_Goal_
Would you set down every entry shown below, precisely as written?

_Available data_
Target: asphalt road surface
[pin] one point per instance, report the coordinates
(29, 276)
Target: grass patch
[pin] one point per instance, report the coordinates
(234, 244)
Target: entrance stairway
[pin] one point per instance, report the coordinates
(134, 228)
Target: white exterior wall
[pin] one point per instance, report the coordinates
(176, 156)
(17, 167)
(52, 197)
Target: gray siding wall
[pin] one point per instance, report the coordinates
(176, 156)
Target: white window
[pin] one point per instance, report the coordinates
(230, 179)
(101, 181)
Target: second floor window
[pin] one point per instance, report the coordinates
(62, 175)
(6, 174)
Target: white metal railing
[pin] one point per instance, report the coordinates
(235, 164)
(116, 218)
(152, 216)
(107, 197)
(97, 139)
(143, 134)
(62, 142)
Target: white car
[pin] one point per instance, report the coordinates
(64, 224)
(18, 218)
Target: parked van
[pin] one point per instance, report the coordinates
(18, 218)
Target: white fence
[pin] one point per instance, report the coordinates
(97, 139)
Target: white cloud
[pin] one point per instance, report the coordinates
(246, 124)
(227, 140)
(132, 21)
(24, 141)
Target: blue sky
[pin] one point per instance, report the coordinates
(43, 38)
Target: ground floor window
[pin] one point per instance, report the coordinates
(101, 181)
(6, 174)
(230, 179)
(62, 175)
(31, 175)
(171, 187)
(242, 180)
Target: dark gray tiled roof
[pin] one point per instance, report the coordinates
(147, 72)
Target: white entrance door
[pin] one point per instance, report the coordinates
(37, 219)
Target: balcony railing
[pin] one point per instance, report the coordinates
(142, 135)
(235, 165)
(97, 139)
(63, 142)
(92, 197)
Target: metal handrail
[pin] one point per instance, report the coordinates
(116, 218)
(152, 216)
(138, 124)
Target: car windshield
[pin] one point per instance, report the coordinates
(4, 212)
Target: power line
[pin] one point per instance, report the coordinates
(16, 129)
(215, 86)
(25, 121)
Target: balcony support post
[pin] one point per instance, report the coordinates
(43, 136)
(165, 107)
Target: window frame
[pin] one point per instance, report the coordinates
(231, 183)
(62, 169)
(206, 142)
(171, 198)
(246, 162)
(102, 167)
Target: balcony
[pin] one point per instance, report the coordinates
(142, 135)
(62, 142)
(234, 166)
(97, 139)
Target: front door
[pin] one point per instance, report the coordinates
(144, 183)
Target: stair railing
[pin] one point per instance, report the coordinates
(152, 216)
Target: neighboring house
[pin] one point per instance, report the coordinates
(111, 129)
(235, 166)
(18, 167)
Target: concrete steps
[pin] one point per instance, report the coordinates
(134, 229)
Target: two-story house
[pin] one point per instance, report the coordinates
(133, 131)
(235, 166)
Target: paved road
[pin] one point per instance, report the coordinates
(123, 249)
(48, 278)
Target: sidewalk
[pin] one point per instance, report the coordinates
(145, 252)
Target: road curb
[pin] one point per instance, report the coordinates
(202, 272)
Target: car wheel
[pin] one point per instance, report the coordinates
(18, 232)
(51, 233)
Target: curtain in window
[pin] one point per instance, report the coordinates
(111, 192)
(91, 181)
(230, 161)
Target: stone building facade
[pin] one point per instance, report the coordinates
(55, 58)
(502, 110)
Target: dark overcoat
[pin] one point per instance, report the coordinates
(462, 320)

_Written solution_
Target: asphalt road surface
[pin] one point per instance, report the coordinates
(29, 276)
Target: grass patch
[pin] one point per instance, report the coordinates
(234, 244)
Target: entrance stairway
[pin] one point per instance, report the coordinates
(134, 228)
Target: white exterior wall
[pin] one point per instance, report the coordinates
(176, 156)
(17, 167)
(52, 197)
Target: gray siding wall
[pin] one point per instance, report the coordinates
(176, 156)
Target: white window
[pin] one point per instance, report the coordinates
(230, 179)
(101, 181)
Target: second floor window
[pin] one point per instance, report the coordinates
(62, 175)
(6, 174)
Target: white metal railing
[pin] one point per instance, report the coordinates
(235, 164)
(116, 218)
(152, 216)
(107, 197)
(97, 139)
(143, 134)
(62, 142)
Target: white car
[pin] one point per instance, report the coordinates
(64, 224)
(18, 218)
Target: parked van
[pin] one point per instance, report the coordinates
(18, 218)
Target: white fence
[pin] one point per instance, report the coordinates
(97, 139)
Target: white cloud
[pin] one point per instance, report the coordinates
(246, 124)
(227, 140)
(132, 21)
(24, 141)
Target: blue sky
[pin] one point per instance, report the coordinates
(43, 38)
Target: ground floor window
[pin] one point per instance, report the coordinates
(101, 181)
(6, 174)
(230, 179)
(62, 175)
(31, 175)
(171, 187)
(242, 180)
Target: dark gray tiled roof
[pin] one point per instance, report the coordinates
(147, 72)
Target: white entrance door
[pin] one point per instance, report the coordinates
(37, 219)
Target: balcony railing
[pin] one point per instance, report the coordinates
(142, 135)
(235, 165)
(97, 139)
(63, 142)
(92, 197)
Target: metal handrail
[pin] one point per instance, report the coordinates
(116, 218)
(152, 216)
(138, 124)
Target: car windshield
[pin] one point per instance, report the coordinates
(4, 212)
Target: power line
[pin] one point per instance, report the coordinates
(16, 129)
(215, 86)
(25, 121)
Target: balcony support post
[pin] one point per instance, report the coordinates
(43, 136)
(165, 107)
Target: window frame
[pin] one point per instance, report the coordinates
(231, 183)
(62, 169)
(206, 142)
(171, 198)
(246, 162)
(102, 167)
Target: balcony
[pin] one point per instance, report the coordinates
(142, 135)
(62, 142)
(234, 166)
(97, 139)
Target: front door
[pin] one point per instance, report the coordinates
(144, 183)
Target: stair railing
[pin] one point per instance, report the coordinates
(152, 216)
Target: neighboring house
[pin] one point per instance, report the coordinates
(111, 129)
(235, 166)
(18, 167)
Target: concrete steps
[pin] one point per instance, report the coordinates
(134, 229)
Target: two-story house
[pin] one point per instance, report the coordinates
(133, 131)
(235, 166)
Target: paved road
[pin] one point per instance, report the coordinates
(123, 249)
(48, 278)
Target: sidewalk
[pin] one point per instance, report the coordinates
(145, 252)
Target: road curb
[pin] one point per instance, report the coordinates
(202, 272)
Target: car wheel
[pin] one point per instance, report the coordinates
(18, 232)
(51, 233)
Target: curtain in window
[pin] one point per instance, report the coordinates
(111, 192)
(91, 181)
(230, 161)
Target: stone building facade
[pin] one point per instance, report the coordinates
(55, 58)
(502, 110)
Target: dark overcoat
[pin] one point per instance, report the coordinates
(462, 320)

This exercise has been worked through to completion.